→ **Directions for this task**
Reproduce the text of each entry below word for word, leaving the pictures out of your answer.

━━━ Records

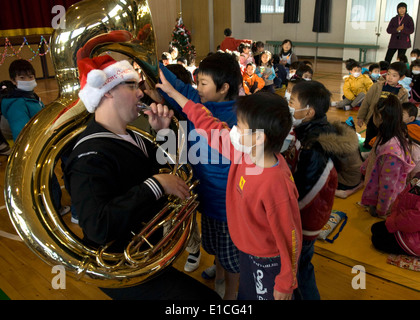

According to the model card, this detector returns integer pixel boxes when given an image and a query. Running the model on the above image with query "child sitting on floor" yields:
[402,102,420,177]
[295,64,314,81]
[361,95,415,218]
[369,63,381,83]
[371,174,420,257]
[357,62,408,150]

━━━━━━

→ **The result**
According to the model card, this detector returns integer pixel boxes when given an image and a query. Running the model on the above image with query "child sitting on floor" yields:
[402,102,420,177]
[295,64,314,81]
[361,95,415,218]
[369,63,381,83]
[371,174,420,257]
[357,62,408,150]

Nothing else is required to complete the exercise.